§ **Estratto della pagina**
★ ★ ★ ★ ★

Il 5 marzo è andata in onda la prima puntata della nuova serie fantascientifico-poliziesca “Time After Time” di Kevin Williamson, trasmessa dall’emittente televisivo statunitense ABC.
Time After Time 01×01 – 01×02 – Recensione: l’adattamento degli adattamenti
Questo nuovo show televisivo si presenta come una sorta di ‘matrioska’ referenziale: un adattamento su piccolo schermo di “L’uomo venuto dall’impossibile”, pellicola fantascientifica anno 1979 diretta da Nicholas Mayer, a sua volta basata sul romanzo (traslato in sceneggiatura) “Time After Time” di Karl Alexander, sullo spunto di fondo di “La macchina del tempo” (1895), opera romanzesca di H. G. Wells, ‘padre fondatore’, insieme a Jules Verne, della letteratura fantascientifica.
Le opere del geniale scrittore britannico hanno già subito varie rivisitazioni cinematografiche. Basti ricordare “L’uomo che visse nel futuro” di George Pal (1960) o “The Time Machine” di Simon Wells (2002), con protagonista Guy Pearce; oppure “L’isola perduta” di John Frankenheimer (1996) con Marlon Brando, Val Kilmer, David Thewlis, Fairuza Balk e Ron Perlman, basato su un altro romanzo di Wells, “L’isola del dottor Moreau” (1895).
Infine resta da menzionare l’opera letteraria “La guerra dei mondi” (1897), che ha ispirato la pellicola omonima di Spielberg con Tom Cruise nel 2005, ed ha subito negli anni ’40 un adattamento radiofonico da parte di Orson Wells, il cui racconto così realistico di un’invasione aliena ha scatenato il panico in una bella porzione della popolazione americana di allora.

★ ★ ★ ★ ★

§ **Dati estratti**
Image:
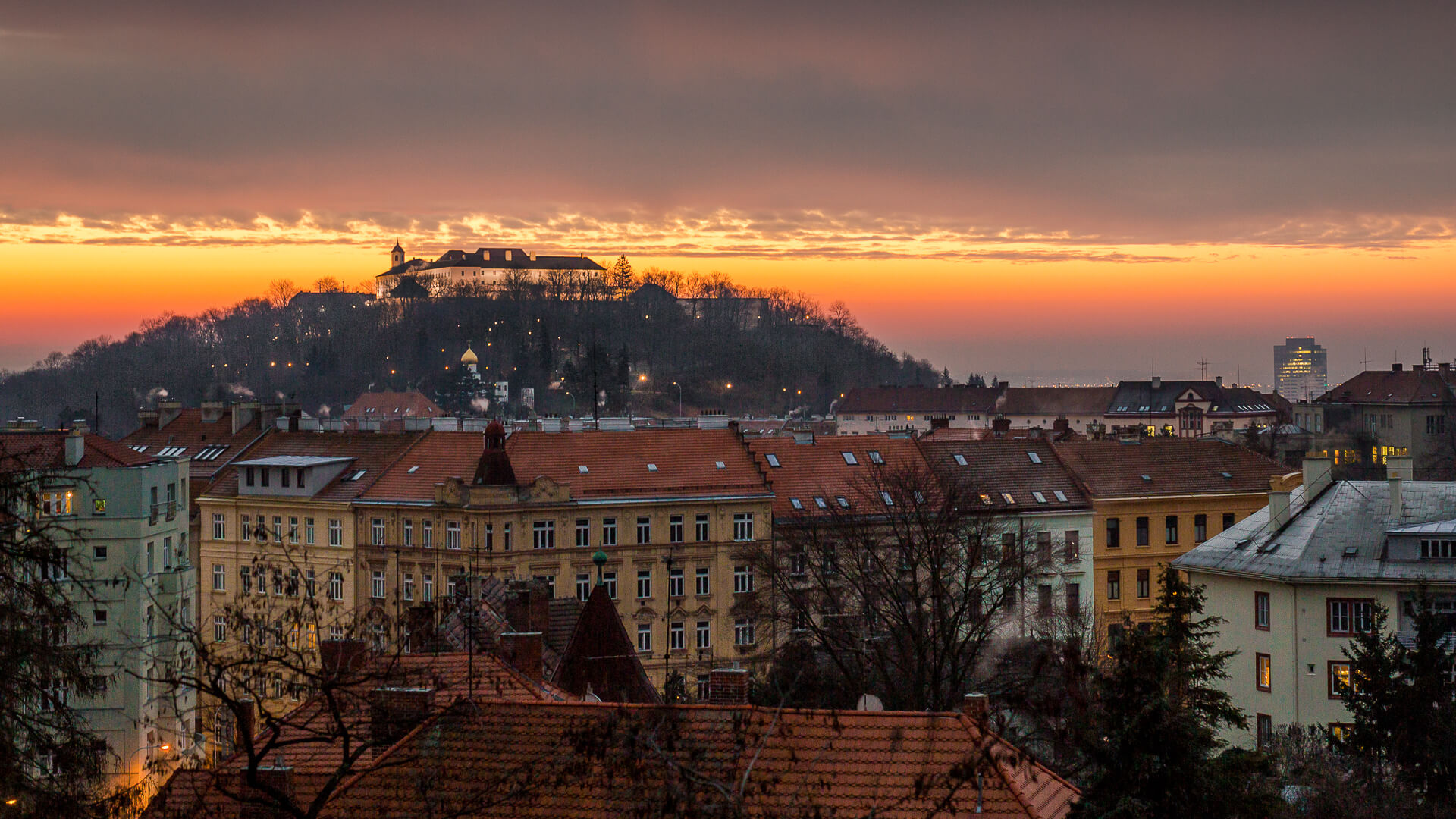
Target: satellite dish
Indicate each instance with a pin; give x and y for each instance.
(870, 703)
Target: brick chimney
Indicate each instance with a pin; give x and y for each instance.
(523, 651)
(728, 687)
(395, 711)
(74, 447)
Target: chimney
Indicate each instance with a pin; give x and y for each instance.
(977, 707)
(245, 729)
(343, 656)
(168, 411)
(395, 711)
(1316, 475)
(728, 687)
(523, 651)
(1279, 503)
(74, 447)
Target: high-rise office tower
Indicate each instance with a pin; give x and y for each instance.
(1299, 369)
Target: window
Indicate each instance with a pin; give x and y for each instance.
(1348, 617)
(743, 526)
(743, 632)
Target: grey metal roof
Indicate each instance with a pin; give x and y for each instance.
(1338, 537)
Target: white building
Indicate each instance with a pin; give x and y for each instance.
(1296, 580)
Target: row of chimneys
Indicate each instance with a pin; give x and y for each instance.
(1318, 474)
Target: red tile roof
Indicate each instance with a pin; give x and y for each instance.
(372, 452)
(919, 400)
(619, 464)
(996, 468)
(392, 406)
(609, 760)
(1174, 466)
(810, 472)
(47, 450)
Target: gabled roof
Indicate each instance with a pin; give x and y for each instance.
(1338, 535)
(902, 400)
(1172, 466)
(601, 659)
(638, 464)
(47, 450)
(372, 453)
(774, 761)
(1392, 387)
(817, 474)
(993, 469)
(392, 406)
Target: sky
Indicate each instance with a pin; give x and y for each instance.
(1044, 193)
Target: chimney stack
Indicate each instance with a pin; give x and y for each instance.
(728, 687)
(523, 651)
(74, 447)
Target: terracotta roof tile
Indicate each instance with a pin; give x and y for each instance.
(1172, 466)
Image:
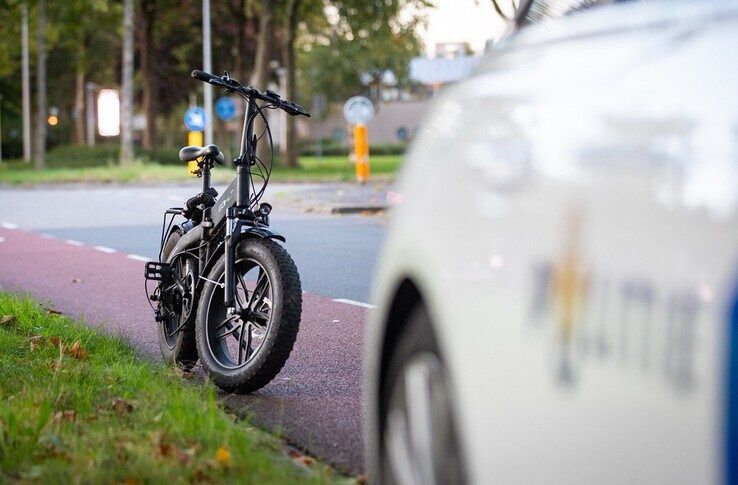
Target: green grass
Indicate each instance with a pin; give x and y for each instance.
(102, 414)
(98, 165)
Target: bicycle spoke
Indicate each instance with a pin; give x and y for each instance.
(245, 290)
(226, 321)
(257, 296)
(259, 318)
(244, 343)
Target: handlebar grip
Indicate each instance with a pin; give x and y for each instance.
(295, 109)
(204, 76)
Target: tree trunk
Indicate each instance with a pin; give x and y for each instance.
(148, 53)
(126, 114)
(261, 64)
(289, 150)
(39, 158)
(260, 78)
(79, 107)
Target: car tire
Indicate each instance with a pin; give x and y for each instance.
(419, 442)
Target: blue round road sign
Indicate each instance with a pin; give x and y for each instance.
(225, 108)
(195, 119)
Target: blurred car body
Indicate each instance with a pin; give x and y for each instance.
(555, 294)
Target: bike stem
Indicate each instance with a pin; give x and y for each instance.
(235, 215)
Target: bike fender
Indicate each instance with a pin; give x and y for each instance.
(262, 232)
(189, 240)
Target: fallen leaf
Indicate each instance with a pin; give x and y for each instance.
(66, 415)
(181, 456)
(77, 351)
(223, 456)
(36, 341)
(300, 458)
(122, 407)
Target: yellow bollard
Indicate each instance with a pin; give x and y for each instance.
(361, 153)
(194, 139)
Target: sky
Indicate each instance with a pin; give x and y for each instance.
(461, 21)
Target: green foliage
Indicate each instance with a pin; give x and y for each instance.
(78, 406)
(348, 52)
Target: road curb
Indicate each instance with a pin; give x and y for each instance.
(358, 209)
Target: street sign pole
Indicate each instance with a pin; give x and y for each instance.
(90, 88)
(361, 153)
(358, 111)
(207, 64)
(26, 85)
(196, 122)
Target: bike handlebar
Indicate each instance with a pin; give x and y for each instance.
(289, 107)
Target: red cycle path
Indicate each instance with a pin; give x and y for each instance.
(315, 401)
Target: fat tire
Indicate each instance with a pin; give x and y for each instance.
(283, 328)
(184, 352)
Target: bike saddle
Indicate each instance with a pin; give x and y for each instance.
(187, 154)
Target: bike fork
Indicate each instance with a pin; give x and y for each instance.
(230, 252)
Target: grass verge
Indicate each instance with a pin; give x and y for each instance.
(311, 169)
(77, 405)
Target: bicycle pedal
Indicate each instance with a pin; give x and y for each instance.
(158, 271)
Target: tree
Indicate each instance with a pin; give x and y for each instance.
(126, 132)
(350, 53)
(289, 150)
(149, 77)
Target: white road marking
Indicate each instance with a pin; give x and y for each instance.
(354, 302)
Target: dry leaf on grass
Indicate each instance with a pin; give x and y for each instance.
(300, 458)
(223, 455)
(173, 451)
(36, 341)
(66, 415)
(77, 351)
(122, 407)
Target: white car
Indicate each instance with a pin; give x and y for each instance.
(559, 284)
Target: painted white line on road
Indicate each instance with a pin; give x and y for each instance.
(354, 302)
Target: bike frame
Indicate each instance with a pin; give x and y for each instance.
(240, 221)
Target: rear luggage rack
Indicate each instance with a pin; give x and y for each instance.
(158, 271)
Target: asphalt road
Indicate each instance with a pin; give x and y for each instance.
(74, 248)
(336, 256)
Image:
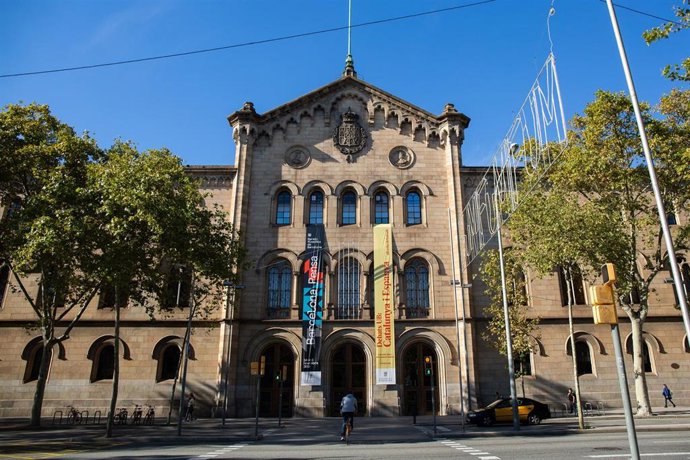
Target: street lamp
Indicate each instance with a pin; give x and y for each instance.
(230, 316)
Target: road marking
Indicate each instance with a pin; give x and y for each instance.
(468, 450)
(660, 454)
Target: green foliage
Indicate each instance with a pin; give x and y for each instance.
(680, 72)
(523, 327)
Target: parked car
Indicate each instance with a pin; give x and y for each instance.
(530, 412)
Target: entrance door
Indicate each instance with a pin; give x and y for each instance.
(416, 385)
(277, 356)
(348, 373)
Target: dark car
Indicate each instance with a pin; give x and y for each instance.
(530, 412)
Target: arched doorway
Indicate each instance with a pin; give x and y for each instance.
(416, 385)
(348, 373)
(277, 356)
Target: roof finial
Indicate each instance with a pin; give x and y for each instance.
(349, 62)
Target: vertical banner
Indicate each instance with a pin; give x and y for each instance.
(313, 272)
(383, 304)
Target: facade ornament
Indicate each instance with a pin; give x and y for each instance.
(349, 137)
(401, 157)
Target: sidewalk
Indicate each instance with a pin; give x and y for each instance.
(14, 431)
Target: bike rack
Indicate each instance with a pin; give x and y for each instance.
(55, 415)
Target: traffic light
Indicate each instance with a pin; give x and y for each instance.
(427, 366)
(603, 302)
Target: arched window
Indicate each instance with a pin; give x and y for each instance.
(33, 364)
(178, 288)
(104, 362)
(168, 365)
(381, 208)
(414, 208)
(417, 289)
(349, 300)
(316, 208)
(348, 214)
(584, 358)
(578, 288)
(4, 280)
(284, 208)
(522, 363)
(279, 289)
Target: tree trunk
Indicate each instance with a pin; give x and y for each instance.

★ ★ ★ ★ ★

§ **Istruzioni**
1. Nella recensione di Time After Time, chi ha diretto il film "L'uomo venuto dall'impossibile"?
2. Spiega perché la recensione di Time After Time definisce la nuova serie una sorta di "matrioska" referenziale.
I dati non hanno alcun ruolo in questo lavoro.

§ **Risposte ai compiti**
1. Nicholas Mayer.

2. La serie è un adattamento televisivo del film "L'uomo venuto dall'impossibile" del 1979. Quel film si basa a sua volta sul romanzo "Time After Time" di Karl Alexander, costruito sullo spunto di fondo di "La macchina del tempo" di H. G. Wells.